- **What you will do**
Omit all pictures. Copy exactly the lines from the line containing "If you could place a marker on the brown" to the end of the listing, with both ends included.

- **Provided material**
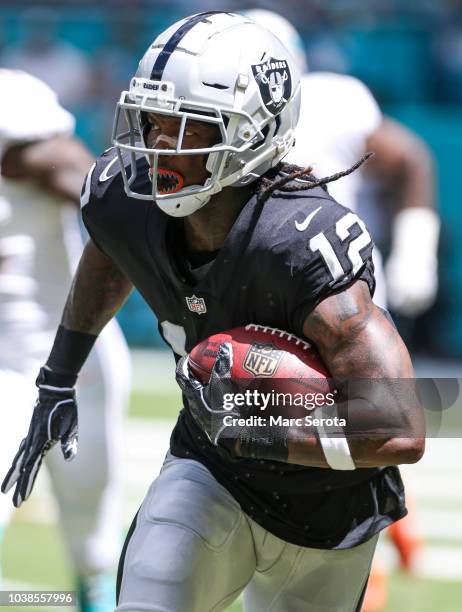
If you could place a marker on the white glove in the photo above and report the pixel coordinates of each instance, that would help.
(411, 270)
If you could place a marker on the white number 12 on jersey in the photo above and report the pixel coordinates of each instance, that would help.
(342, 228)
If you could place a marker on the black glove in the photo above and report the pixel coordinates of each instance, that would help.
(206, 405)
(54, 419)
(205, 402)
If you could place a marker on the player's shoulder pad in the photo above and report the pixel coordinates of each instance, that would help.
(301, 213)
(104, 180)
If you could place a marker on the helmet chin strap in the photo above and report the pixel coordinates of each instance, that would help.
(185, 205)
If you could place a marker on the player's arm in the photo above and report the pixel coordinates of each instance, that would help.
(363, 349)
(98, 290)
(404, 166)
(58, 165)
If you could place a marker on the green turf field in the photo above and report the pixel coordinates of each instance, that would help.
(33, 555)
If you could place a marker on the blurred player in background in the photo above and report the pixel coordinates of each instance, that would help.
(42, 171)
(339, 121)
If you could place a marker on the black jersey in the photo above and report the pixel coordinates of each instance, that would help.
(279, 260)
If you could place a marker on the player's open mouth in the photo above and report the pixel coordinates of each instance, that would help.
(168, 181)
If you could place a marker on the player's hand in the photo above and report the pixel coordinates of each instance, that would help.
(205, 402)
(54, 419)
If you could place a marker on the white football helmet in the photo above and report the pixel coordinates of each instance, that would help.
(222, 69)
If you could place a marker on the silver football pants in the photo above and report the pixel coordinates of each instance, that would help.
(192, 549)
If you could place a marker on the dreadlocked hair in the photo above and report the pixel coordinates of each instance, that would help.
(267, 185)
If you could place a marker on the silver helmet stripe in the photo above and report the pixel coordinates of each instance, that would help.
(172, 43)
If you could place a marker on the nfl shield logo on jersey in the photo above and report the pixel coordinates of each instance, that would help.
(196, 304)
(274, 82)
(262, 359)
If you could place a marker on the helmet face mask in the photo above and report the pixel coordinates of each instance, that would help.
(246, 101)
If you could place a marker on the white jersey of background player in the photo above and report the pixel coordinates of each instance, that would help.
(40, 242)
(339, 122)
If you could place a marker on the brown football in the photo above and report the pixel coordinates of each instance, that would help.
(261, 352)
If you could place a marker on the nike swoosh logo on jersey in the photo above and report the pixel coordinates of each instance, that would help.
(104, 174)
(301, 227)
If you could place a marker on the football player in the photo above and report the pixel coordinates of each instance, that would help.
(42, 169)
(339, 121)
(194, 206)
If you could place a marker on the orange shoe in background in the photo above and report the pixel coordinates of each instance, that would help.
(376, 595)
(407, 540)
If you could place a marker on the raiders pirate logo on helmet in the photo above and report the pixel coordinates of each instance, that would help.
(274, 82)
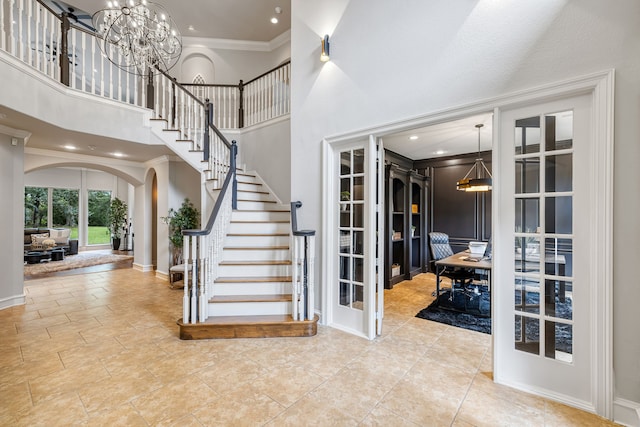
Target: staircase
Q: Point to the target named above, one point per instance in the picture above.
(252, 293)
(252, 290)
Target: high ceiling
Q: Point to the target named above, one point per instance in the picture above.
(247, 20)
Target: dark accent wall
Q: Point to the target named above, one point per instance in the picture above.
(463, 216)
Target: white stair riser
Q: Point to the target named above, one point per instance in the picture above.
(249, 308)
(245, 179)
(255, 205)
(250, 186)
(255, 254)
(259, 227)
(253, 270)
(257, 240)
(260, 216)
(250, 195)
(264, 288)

- **Result below**
If you could place a marker on the brown football in the photo above and report the pixel coordinates of each instance, that would help.
(261, 352)
If you could place a marker on the nike swoosh logo on jersey in the photo above and report the pixel coordinates of each instance, that would help.
(104, 174)
(301, 227)
If you could place a marker on the football player in the photo above and report the pixel coordinates of each instance, that would help.
(42, 169)
(339, 121)
(194, 206)
If you could place a marker on the orange shoe in background in the photo above and report the pixel coordinates of each instance, that would help.
(376, 595)
(407, 540)
If you could place a marker on the raiders pirate logo on helmet in the photo above and report the pixel coordinates of each instance, that would help.
(274, 82)
Target: staircase
Q: Point to the target named above, one point per instance in the picture above.
(252, 293)
(252, 290)
Target: high ceiling
Q: Point to the target named above, one point per instance in the picture above.
(247, 20)
Target: dark accent wall
Q: Point to the target named above, one point per instance in the picture above.
(463, 216)
Target: white stair riser
Q: Point to the target named above, one point per instance in the picture above.
(249, 308)
(245, 179)
(255, 205)
(250, 186)
(255, 254)
(259, 227)
(253, 270)
(257, 240)
(260, 216)
(250, 195)
(264, 288)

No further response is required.